-- Exercise description --
Can you update the rows that begin at the line containing "Round 1: Name the bounding box of the evergreen" and stop after the line containing "[550,232,622,303]" by changing "roof antenna" to "radio antenna" and leaving everything else unchanged? Give back only those rows.
--- Start ---
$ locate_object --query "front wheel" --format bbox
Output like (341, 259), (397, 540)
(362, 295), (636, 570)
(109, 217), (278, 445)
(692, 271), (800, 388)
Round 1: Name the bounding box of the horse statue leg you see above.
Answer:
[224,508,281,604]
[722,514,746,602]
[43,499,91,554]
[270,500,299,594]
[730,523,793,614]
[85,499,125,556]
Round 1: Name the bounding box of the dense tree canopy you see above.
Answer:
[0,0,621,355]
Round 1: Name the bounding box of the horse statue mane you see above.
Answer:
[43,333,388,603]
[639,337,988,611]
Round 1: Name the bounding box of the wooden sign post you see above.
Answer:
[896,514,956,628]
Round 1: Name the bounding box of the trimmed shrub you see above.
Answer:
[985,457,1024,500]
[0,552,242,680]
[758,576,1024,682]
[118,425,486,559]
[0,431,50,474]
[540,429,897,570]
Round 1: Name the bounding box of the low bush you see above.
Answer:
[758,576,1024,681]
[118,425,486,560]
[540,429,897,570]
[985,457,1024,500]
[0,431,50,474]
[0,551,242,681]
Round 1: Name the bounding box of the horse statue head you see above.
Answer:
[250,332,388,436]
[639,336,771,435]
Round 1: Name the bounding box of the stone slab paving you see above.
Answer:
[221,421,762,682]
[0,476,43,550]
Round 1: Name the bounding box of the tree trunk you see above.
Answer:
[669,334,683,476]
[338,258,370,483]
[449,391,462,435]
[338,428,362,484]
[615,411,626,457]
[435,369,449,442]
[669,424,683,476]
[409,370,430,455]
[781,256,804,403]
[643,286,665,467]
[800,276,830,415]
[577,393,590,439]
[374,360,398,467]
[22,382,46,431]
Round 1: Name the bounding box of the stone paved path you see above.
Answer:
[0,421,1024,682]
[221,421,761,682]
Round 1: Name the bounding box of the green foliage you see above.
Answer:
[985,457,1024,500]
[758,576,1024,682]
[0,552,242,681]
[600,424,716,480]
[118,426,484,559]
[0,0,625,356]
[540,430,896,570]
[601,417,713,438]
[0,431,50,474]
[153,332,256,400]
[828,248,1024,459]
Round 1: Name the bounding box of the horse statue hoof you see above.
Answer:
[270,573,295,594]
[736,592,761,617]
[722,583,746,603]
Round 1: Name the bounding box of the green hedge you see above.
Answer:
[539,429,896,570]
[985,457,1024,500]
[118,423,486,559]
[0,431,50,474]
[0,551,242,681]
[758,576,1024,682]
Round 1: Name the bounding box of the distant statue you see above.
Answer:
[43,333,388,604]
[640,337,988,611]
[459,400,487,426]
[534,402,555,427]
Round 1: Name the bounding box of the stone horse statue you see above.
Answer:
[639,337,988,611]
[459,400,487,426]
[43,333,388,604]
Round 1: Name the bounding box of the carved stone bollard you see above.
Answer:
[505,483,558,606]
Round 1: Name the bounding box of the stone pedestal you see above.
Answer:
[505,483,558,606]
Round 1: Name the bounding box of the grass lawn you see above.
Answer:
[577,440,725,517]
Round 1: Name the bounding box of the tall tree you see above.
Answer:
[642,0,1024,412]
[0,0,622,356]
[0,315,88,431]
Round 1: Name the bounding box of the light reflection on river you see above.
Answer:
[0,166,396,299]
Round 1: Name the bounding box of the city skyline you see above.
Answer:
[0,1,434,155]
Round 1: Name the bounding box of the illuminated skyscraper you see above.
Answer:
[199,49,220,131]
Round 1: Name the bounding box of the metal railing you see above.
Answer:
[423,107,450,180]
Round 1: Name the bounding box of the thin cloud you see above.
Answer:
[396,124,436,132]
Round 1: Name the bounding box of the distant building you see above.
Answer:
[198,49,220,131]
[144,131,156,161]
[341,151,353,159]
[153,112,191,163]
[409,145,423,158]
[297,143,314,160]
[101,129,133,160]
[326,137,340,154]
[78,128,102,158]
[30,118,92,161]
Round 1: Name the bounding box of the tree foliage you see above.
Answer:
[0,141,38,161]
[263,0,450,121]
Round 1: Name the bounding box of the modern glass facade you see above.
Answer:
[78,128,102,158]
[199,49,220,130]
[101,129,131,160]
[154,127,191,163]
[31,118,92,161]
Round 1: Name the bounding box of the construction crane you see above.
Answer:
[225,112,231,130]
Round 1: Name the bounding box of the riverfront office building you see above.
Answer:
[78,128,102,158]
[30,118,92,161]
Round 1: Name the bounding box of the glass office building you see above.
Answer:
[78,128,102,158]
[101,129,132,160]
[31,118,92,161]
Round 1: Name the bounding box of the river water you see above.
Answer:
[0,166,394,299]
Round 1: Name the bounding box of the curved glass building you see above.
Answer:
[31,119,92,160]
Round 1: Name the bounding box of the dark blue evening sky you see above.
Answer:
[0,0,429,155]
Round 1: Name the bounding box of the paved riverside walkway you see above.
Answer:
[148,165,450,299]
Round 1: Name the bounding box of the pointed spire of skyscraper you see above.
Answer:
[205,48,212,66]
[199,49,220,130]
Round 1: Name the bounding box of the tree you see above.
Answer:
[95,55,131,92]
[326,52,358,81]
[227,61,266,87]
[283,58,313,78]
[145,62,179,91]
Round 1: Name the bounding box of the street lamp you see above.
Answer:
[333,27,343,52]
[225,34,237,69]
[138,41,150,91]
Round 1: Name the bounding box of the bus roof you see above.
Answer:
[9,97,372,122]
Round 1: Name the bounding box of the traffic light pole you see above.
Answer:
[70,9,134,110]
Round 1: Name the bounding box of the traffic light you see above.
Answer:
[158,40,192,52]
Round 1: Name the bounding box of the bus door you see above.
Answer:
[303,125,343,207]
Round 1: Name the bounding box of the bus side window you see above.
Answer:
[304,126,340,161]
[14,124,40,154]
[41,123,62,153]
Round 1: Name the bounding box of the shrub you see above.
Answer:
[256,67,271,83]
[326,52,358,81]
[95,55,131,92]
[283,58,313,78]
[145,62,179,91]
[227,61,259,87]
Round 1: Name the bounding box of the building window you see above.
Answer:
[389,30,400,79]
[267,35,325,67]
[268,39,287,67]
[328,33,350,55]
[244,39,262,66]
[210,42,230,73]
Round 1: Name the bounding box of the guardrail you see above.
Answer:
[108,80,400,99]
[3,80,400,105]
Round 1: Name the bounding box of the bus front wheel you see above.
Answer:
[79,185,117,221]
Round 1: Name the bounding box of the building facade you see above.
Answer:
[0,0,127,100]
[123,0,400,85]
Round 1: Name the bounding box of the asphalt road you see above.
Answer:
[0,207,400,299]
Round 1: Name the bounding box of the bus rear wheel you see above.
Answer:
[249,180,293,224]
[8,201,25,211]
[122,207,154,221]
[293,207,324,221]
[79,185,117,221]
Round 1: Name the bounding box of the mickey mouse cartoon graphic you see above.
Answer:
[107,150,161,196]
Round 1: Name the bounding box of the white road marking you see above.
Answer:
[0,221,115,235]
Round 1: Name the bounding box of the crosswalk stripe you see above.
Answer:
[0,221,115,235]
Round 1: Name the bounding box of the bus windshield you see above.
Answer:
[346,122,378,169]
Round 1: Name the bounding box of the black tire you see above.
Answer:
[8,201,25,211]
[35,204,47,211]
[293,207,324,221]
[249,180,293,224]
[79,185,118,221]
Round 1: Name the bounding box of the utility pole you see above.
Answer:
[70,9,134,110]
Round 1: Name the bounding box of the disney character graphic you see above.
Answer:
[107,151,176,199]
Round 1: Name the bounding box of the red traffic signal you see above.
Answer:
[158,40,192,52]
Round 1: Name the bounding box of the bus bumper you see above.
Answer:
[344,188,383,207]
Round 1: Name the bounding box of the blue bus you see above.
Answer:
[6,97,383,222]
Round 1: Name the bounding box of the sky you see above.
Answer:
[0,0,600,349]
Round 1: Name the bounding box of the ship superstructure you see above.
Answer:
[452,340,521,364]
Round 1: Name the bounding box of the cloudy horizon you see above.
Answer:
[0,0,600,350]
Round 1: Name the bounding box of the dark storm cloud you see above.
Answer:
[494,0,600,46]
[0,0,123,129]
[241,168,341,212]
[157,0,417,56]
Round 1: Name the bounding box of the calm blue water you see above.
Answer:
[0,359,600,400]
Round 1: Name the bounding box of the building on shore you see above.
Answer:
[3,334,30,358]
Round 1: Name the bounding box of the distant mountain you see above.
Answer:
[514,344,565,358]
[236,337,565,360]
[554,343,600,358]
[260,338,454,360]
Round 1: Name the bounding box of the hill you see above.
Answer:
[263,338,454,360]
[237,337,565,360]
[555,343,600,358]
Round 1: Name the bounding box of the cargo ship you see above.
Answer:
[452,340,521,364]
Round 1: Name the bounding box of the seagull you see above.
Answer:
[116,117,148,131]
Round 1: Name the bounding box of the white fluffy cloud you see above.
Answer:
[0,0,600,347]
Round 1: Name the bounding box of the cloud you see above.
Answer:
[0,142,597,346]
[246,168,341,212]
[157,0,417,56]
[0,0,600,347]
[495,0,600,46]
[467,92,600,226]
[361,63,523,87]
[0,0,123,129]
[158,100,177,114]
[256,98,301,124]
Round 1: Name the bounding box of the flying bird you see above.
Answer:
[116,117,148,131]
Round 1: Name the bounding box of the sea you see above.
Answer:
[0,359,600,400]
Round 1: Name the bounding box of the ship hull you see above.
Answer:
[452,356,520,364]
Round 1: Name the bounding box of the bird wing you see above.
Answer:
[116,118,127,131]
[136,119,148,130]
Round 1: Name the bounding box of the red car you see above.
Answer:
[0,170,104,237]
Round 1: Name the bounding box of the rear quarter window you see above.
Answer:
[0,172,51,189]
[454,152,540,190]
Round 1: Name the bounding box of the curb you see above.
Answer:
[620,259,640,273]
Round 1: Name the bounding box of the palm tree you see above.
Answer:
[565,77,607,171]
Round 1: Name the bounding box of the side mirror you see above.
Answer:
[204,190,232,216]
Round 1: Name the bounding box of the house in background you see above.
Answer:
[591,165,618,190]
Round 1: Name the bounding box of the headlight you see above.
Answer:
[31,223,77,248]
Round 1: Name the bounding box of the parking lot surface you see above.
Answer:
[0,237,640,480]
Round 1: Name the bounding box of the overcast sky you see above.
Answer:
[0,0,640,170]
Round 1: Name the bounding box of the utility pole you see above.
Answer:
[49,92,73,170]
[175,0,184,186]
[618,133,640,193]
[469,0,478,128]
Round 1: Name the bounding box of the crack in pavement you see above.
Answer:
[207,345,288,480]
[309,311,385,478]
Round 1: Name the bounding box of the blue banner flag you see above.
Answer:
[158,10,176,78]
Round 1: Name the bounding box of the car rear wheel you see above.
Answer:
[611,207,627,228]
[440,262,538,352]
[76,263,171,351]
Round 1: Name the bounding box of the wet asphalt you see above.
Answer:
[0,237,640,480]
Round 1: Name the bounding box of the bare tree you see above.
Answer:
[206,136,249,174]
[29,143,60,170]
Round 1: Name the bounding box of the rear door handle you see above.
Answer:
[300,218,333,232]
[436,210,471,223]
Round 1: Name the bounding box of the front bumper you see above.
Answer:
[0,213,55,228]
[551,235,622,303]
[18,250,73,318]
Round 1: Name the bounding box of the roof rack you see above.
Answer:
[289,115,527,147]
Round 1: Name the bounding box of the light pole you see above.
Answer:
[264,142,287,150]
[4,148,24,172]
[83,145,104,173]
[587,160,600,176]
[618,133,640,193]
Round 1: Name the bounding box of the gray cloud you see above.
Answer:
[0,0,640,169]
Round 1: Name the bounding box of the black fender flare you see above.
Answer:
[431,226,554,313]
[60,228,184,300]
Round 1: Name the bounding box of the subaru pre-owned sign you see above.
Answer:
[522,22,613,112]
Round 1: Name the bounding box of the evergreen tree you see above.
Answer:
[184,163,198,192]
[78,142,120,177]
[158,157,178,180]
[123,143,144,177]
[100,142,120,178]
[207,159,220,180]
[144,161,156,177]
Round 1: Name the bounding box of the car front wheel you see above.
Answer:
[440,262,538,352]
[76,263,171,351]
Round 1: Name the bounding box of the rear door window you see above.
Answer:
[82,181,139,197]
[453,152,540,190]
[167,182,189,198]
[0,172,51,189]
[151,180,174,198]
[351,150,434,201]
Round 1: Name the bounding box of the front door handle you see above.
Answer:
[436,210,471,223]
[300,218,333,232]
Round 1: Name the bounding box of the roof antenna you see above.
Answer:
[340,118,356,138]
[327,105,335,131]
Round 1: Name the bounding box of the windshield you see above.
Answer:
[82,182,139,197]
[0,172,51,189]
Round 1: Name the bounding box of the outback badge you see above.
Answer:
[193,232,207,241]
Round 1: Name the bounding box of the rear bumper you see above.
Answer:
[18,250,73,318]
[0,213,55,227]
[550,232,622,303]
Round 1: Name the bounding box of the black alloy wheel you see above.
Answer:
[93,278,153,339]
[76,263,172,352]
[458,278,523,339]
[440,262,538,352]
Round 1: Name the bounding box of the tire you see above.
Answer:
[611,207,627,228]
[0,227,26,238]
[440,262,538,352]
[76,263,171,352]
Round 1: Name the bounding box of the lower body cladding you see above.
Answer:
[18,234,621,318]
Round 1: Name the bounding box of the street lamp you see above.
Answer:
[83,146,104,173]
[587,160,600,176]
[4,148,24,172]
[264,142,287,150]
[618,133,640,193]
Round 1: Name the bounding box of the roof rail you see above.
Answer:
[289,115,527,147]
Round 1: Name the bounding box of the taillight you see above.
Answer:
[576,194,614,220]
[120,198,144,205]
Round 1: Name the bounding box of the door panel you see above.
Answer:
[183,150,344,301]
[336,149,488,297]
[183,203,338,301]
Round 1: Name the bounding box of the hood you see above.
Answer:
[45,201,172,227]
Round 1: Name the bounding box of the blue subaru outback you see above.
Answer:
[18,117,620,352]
--- End ---
-- Problem solution --
Round 1: Name the bounding box of the evergreen tree you see above.
Answer:
[184,163,198,192]
[78,142,120,177]
[158,157,178,180]
[123,143,144,177]
[100,142,120,178]
[207,159,220,180]
[144,161,156,177]
Round 1: Name the bounding box of the car front wheel you see above.
Answer:
[440,262,538,352]
[76,263,171,351]
Round 1: Name the bounding box of the rear door window you see above.
Answer:
[82,181,139,197]
[453,152,540,190]
[167,182,189,198]
[0,172,51,189]
[151,180,174,198]
[351,150,434,201]
Round 1: Name the bounding box of the front door handle you see above.
Answer:
[436,210,471,223]
[300,218,333,232]
Round 1: Name the bounding box of the radio antenna you see above.
Answer:
[340,118,356,138]
[327,105,335,131]
Round 1: Name the bounding box of the windshield you see above.
Answer:
[82,182,139,197]
[0,172,51,189]
Round 1: Name the bounding box of the outback badge you see above.
Answer:
[193,232,207,241]
Round 1: Name the bounding box of the rear bumper you see above.
Answer:
[18,250,73,318]
[0,213,55,227]
[550,232,622,303]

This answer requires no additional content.